:: Provided information ::
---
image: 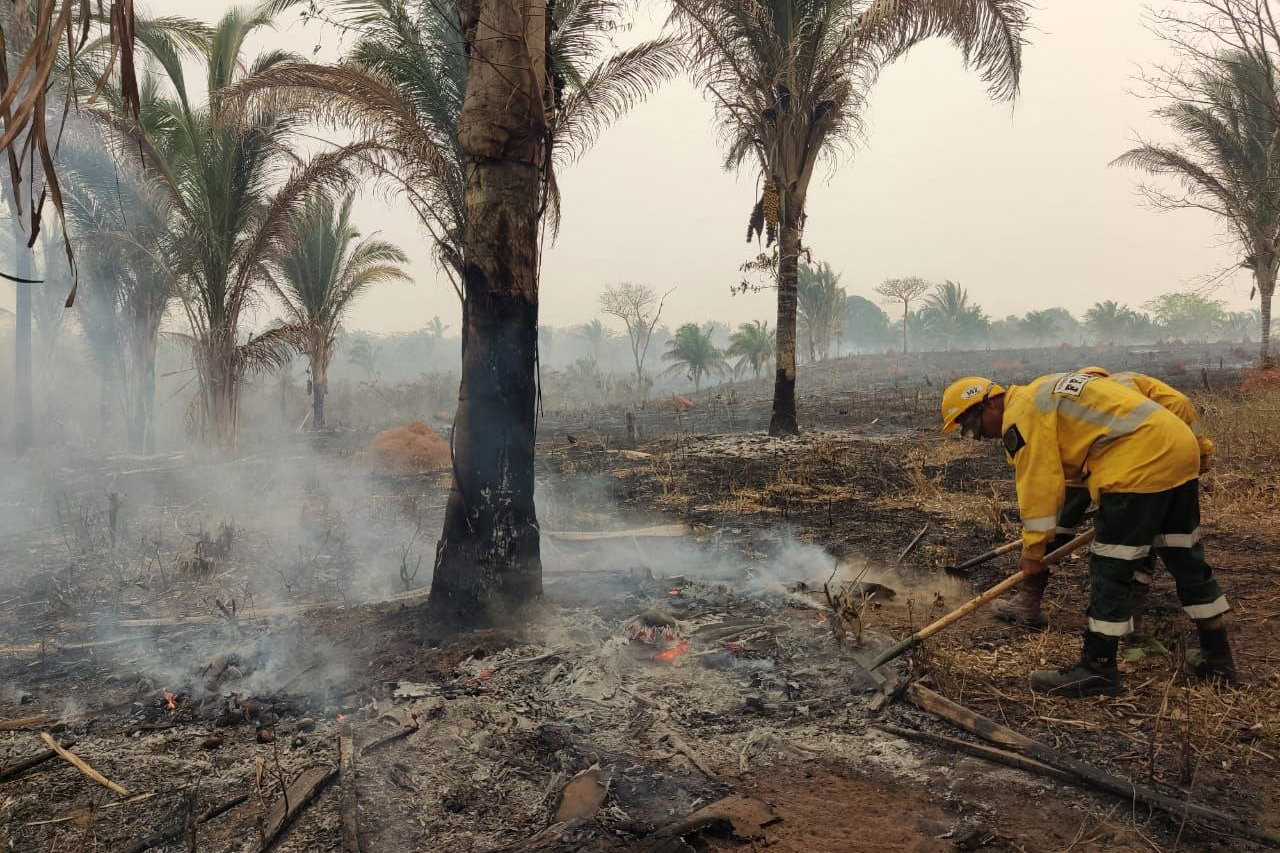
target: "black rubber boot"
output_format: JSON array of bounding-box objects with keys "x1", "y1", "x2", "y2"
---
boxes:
[
  {"x1": 991, "y1": 571, "x2": 1049, "y2": 628},
  {"x1": 1030, "y1": 632, "x2": 1122, "y2": 697},
  {"x1": 1191, "y1": 620, "x2": 1238, "y2": 687}
]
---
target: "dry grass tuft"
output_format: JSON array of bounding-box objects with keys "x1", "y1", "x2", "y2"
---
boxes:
[{"x1": 371, "y1": 421, "x2": 451, "y2": 473}]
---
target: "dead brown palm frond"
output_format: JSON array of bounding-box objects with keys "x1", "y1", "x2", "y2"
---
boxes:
[
  {"x1": 0, "y1": 0, "x2": 140, "y2": 283},
  {"x1": 234, "y1": 324, "x2": 309, "y2": 377}
]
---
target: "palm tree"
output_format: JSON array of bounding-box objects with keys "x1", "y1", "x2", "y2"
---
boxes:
[
  {"x1": 576, "y1": 318, "x2": 617, "y2": 362},
  {"x1": 1115, "y1": 49, "x2": 1280, "y2": 365},
  {"x1": 239, "y1": 0, "x2": 682, "y2": 295},
  {"x1": 1021, "y1": 309, "x2": 1059, "y2": 343},
  {"x1": 727, "y1": 319, "x2": 775, "y2": 379},
  {"x1": 273, "y1": 192, "x2": 409, "y2": 428},
  {"x1": 919, "y1": 280, "x2": 988, "y2": 349},
  {"x1": 797, "y1": 262, "x2": 846, "y2": 362},
  {"x1": 663, "y1": 323, "x2": 728, "y2": 393},
  {"x1": 672, "y1": 0, "x2": 1027, "y2": 434},
  {"x1": 98, "y1": 6, "x2": 367, "y2": 449},
  {"x1": 1084, "y1": 300, "x2": 1139, "y2": 345}
]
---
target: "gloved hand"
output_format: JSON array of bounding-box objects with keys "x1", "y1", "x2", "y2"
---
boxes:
[{"x1": 1019, "y1": 557, "x2": 1047, "y2": 577}]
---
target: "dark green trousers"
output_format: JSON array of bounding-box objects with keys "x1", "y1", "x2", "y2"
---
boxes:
[
  {"x1": 1087, "y1": 479, "x2": 1227, "y2": 636},
  {"x1": 1058, "y1": 485, "x2": 1155, "y2": 582}
]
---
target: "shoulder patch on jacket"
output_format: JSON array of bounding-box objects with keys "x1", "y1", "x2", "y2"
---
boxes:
[
  {"x1": 1003, "y1": 424, "x2": 1026, "y2": 457},
  {"x1": 1053, "y1": 373, "x2": 1096, "y2": 397}
]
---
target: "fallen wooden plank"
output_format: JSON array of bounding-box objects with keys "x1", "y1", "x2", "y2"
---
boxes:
[
  {"x1": 41, "y1": 732, "x2": 127, "y2": 796},
  {"x1": 0, "y1": 748, "x2": 57, "y2": 783},
  {"x1": 353, "y1": 710, "x2": 419, "y2": 757},
  {"x1": 339, "y1": 722, "x2": 361, "y2": 853},
  {"x1": 903, "y1": 683, "x2": 1280, "y2": 849},
  {"x1": 260, "y1": 765, "x2": 338, "y2": 852},
  {"x1": 543, "y1": 524, "x2": 690, "y2": 541},
  {"x1": 551, "y1": 765, "x2": 607, "y2": 824}
]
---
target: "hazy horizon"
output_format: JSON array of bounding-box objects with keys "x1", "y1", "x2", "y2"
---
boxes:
[{"x1": 0, "y1": 0, "x2": 1263, "y2": 337}]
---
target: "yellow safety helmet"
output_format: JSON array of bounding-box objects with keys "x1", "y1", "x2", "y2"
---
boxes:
[
  {"x1": 1078, "y1": 366, "x2": 1111, "y2": 377},
  {"x1": 940, "y1": 377, "x2": 1004, "y2": 434}
]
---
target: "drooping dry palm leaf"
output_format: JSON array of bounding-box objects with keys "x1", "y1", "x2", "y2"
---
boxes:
[{"x1": 0, "y1": 0, "x2": 140, "y2": 303}]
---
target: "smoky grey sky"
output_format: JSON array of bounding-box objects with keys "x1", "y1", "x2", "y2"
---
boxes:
[{"x1": 7, "y1": 1, "x2": 1261, "y2": 334}]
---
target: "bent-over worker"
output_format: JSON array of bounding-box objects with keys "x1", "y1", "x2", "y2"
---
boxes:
[
  {"x1": 940, "y1": 372, "x2": 1235, "y2": 697},
  {"x1": 990, "y1": 366, "x2": 1215, "y2": 628}
]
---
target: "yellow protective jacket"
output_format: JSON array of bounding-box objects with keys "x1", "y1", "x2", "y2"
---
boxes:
[
  {"x1": 1106, "y1": 371, "x2": 1214, "y2": 461},
  {"x1": 1002, "y1": 372, "x2": 1201, "y2": 560}
]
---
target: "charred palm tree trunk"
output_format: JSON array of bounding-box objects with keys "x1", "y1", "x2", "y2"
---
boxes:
[
  {"x1": 429, "y1": 0, "x2": 547, "y2": 628},
  {"x1": 769, "y1": 204, "x2": 800, "y2": 436},
  {"x1": 14, "y1": 238, "x2": 33, "y2": 456}
]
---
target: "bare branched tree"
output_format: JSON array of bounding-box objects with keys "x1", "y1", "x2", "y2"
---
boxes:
[
  {"x1": 600, "y1": 282, "x2": 671, "y2": 393},
  {"x1": 1116, "y1": 0, "x2": 1280, "y2": 365},
  {"x1": 876, "y1": 276, "x2": 930, "y2": 354}
]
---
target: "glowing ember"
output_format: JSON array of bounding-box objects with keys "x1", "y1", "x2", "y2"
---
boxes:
[
  {"x1": 652, "y1": 641, "x2": 691, "y2": 663},
  {"x1": 163, "y1": 690, "x2": 177, "y2": 710},
  {"x1": 337, "y1": 714, "x2": 346, "y2": 724},
  {"x1": 666, "y1": 589, "x2": 681, "y2": 596}
]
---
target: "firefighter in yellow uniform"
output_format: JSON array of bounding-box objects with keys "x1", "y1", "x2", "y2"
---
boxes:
[
  {"x1": 990, "y1": 367, "x2": 1215, "y2": 628},
  {"x1": 940, "y1": 372, "x2": 1235, "y2": 697}
]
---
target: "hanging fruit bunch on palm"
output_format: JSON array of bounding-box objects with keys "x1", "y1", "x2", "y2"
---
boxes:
[{"x1": 747, "y1": 177, "x2": 780, "y2": 246}]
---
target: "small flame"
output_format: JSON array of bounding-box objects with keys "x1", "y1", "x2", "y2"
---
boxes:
[
  {"x1": 337, "y1": 714, "x2": 346, "y2": 723},
  {"x1": 652, "y1": 641, "x2": 691, "y2": 663},
  {"x1": 163, "y1": 690, "x2": 177, "y2": 710},
  {"x1": 667, "y1": 589, "x2": 681, "y2": 596}
]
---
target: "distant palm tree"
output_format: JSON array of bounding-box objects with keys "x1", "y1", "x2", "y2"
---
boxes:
[
  {"x1": 1021, "y1": 310, "x2": 1060, "y2": 342},
  {"x1": 346, "y1": 337, "x2": 378, "y2": 381},
  {"x1": 92, "y1": 7, "x2": 369, "y2": 448},
  {"x1": 672, "y1": 0, "x2": 1028, "y2": 434},
  {"x1": 919, "y1": 280, "x2": 988, "y2": 349},
  {"x1": 1115, "y1": 48, "x2": 1280, "y2": 364},
  {"x1": 1084, "y1": 300, "x2": 1139, "y2": 345},
  {"x1": 797, "y1": 262, "x2": 846, "y2": 362},
  {"x1": 663, "y1": 323, "x2": 728, "y2": 393},
  {"x1": 727, "y1": 319, "x2": 775, "y2": 379},
  {"x1": 273, "y1": 192, "x2": 409, "y2": 428},
  {"x1": 576, "y1": 318, "x2": 617, "y2": 362}
]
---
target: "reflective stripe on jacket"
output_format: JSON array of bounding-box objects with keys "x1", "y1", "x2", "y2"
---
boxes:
[
  {"x1": 1107, "y1": 371, "x2": 1214, "y2": 460},
  {"x1": 1003, "y1": 372, "x2": 1201, "y2": 560}
]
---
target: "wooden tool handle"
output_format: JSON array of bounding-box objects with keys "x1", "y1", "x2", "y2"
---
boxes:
[
  {"x1": 917, "y1": 529, "x2": 1096, "y2": 644},
  {"x1": 949, "y1": 539, "x2": 1021, "y2": 573},
  {"x1": 867, "y1": 530, "x2": 1096, "y2": 670}
]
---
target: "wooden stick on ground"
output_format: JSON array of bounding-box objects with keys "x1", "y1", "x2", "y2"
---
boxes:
[
  {"x1": 0, "y1": 748, "x2": 57, "y2": 782},
  {"x1": 40, "y1": 732, "x2": 127, "y2": 796},
  {"x1": 874, "y1": 723, "x2": 1075, "y2": 784},
  {"x1": 656, "y1": 726, "x2": 725, "y2": 786},
  {"x1": 901, "y1": 682, "x2": 1280, "y2": 849},
  {"x1": 339, "y1": 722, "x2": 361, "y2": 853},
  {"x1": 0, "y1": 714, "x2": 52, "y2": 730},
  {"x1": 116, "y1": 793, "x2": 248, "y2": 853}
]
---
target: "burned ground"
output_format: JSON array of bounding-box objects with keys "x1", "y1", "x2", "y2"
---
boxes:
[{"x1": 0, "y1": 377, "x2": 1277, "y2": 853}]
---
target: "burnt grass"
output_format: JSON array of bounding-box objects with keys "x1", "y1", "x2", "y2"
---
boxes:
[{"x1": 575, "y1": 421, "x2": 1280, "y2": 850}]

:: Directions for this task ::
Using the records above, copy every line that has the word "tree" in it.

:: Written solution ::
target: "palm tree"
target: "charred palm tree trunk"
target: "bare branched tree"
target: "distant palm tree"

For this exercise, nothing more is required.